> _Natural-language object grounding data_:
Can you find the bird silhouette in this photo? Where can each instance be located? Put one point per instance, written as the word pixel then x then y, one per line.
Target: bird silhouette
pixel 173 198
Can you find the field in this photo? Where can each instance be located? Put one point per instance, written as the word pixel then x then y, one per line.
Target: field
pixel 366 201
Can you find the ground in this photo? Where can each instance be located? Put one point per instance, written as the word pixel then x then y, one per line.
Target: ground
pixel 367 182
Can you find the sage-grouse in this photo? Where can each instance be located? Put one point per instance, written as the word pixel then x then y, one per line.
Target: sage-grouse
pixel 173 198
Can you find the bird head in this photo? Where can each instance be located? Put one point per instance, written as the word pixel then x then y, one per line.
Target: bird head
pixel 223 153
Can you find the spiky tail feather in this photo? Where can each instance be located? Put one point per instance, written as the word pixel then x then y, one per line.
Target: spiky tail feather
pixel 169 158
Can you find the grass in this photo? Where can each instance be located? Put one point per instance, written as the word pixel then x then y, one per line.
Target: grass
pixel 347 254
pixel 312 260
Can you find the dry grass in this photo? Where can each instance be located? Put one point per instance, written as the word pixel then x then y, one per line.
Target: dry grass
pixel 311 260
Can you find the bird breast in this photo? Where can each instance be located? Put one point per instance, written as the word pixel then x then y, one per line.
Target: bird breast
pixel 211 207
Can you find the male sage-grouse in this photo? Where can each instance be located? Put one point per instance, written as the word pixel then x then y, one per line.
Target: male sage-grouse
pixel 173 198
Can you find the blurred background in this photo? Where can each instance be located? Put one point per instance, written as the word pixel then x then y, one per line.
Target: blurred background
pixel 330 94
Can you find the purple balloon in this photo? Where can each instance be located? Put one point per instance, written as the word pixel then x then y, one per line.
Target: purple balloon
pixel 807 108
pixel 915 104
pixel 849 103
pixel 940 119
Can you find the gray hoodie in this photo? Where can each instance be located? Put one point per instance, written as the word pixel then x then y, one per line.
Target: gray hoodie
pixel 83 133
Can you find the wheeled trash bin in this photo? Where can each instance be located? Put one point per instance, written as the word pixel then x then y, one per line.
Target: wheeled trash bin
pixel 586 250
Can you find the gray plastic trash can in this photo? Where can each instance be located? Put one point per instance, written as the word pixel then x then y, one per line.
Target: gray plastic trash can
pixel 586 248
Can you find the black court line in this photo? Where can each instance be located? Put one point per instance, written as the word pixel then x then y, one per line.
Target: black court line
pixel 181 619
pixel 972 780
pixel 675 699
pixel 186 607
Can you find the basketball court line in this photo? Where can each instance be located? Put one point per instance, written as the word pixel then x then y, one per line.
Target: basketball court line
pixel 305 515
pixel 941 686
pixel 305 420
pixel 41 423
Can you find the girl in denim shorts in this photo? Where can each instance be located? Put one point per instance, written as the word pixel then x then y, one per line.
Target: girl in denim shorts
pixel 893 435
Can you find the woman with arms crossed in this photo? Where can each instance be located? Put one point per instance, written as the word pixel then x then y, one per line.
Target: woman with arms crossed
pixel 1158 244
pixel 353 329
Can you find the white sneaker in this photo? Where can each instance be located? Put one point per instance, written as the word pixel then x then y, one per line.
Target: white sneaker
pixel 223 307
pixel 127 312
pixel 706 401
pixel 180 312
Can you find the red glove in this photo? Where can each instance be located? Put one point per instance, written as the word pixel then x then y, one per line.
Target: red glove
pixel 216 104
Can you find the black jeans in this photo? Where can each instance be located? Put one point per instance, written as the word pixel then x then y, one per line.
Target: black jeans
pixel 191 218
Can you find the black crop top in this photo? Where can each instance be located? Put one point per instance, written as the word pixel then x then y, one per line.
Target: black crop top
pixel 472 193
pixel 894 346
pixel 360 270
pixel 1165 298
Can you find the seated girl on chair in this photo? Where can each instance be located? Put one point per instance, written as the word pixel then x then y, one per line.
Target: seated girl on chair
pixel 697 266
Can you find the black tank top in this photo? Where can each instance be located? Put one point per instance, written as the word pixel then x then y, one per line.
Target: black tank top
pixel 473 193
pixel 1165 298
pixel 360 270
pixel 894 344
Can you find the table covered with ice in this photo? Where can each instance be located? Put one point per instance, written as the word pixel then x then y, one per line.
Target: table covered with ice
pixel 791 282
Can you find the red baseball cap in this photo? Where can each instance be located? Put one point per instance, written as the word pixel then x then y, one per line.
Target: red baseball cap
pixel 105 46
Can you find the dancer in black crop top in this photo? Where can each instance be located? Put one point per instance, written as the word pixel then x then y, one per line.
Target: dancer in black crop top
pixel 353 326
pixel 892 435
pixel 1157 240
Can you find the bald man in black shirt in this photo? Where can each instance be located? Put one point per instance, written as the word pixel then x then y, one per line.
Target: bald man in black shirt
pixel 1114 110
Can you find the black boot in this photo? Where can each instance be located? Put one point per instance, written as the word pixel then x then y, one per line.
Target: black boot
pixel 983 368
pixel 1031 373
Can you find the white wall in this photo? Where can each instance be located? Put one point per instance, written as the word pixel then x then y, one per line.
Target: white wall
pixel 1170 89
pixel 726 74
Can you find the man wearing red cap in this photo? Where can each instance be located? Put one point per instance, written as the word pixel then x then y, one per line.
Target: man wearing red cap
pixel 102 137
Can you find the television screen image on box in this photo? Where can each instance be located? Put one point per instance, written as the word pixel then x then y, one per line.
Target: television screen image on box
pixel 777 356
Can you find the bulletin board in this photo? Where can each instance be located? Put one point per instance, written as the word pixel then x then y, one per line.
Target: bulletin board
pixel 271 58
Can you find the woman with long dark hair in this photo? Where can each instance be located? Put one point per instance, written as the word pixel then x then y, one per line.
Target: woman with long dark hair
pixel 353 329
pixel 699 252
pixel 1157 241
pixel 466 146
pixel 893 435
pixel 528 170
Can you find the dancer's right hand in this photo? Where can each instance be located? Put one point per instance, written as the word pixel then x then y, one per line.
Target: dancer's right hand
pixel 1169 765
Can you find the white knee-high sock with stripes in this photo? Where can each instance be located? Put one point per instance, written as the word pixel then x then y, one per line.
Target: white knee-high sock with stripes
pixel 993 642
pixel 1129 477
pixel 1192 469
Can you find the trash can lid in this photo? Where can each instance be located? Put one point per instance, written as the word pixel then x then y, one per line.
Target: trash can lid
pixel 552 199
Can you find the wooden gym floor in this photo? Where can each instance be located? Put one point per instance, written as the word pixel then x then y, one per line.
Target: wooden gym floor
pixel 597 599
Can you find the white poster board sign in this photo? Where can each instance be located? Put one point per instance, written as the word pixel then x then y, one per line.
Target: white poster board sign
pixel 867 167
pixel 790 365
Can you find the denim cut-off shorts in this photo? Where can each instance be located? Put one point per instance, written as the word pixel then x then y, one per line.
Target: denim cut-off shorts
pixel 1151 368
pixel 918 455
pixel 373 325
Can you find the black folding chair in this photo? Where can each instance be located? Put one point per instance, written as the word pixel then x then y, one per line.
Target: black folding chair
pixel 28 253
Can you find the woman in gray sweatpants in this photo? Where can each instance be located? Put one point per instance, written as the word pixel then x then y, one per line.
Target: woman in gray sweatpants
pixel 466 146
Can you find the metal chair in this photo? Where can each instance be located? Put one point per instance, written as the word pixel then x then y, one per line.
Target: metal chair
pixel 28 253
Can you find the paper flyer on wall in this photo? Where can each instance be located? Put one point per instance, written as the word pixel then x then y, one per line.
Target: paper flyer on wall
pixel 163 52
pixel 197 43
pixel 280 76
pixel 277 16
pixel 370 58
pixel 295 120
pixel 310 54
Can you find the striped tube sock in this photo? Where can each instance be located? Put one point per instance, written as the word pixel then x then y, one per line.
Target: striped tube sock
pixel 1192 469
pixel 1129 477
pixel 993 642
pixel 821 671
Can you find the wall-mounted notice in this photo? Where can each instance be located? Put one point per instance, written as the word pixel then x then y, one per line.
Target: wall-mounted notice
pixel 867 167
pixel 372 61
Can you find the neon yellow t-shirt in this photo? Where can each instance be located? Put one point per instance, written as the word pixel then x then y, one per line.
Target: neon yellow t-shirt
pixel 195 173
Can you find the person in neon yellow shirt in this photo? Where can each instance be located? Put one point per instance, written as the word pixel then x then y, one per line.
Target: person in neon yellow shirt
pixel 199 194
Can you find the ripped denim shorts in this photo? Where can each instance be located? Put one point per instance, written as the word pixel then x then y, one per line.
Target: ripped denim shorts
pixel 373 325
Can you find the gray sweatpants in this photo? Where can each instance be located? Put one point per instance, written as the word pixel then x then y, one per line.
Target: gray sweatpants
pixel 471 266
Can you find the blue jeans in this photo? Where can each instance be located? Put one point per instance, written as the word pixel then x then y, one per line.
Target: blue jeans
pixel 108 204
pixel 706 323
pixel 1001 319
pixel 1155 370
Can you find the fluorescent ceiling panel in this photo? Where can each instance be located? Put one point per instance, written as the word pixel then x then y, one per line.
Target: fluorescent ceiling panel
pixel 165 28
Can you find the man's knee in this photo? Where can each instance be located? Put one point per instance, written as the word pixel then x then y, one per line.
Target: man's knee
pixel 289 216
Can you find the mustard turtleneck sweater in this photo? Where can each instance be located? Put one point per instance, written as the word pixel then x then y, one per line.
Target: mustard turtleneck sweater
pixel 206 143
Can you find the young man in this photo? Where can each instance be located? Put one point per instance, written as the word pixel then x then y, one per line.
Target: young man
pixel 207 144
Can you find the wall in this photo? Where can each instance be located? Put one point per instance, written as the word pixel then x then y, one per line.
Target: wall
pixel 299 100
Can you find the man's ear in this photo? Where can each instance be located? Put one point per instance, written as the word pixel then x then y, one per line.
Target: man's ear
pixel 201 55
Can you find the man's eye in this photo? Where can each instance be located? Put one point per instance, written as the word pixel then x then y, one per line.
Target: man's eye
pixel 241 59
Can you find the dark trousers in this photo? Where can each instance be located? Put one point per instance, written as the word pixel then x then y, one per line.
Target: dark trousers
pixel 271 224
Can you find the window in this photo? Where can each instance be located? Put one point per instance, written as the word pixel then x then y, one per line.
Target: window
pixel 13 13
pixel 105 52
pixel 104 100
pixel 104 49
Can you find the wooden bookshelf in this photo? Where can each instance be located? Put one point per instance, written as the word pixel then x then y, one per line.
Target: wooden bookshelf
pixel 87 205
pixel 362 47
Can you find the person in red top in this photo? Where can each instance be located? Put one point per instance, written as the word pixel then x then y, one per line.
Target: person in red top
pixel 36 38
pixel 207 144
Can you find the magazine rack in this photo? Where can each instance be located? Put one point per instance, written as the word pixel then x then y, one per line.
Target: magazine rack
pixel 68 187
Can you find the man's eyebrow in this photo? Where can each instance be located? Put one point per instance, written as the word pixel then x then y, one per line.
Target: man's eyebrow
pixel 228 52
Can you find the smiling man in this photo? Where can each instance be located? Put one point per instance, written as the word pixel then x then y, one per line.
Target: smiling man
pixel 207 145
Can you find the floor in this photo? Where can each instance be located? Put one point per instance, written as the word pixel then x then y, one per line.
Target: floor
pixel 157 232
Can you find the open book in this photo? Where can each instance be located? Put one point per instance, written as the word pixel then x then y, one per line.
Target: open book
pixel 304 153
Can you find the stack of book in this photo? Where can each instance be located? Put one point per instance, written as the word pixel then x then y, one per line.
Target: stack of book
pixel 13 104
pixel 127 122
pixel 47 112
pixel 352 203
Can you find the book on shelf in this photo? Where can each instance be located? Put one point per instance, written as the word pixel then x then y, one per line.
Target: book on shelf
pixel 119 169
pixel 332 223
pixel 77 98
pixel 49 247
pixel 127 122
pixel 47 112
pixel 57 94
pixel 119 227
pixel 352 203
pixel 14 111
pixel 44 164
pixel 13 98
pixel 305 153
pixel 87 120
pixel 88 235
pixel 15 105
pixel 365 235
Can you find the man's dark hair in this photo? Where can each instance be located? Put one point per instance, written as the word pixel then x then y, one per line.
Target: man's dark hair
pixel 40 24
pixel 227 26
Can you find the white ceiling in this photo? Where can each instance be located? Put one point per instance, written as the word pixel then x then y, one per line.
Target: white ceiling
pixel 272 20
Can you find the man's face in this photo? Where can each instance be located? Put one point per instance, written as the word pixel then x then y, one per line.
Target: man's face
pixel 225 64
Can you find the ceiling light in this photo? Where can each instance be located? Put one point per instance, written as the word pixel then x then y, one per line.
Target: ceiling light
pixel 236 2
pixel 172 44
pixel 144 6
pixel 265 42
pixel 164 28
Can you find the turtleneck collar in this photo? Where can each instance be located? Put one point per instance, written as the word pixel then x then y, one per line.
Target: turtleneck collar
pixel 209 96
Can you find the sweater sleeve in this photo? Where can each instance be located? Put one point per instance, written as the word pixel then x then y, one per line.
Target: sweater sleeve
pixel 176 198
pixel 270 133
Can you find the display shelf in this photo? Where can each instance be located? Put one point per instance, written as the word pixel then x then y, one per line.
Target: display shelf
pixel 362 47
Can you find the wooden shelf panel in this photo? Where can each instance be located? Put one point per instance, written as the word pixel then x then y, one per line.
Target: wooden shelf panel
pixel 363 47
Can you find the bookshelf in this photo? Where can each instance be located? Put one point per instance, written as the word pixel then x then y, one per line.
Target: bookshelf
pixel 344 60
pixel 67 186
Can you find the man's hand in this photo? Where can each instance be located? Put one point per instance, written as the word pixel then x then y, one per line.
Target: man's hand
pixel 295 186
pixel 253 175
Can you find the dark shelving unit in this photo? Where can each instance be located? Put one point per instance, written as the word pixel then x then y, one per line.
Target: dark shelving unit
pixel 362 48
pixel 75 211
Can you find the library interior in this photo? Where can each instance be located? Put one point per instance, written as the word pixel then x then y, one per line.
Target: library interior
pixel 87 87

> _TASK STATEMENT_: Only one span of lines is wanted: the line with "Can you find the library" and every line after it to the end of the entries, output exactly.

> _RESPONSE AREA_:
Can you find the library interior in this photo? Where can each instance be located? Put one point per instance, written as the word pixel then x then y, one per line.
Target: library interior
pixel 87 87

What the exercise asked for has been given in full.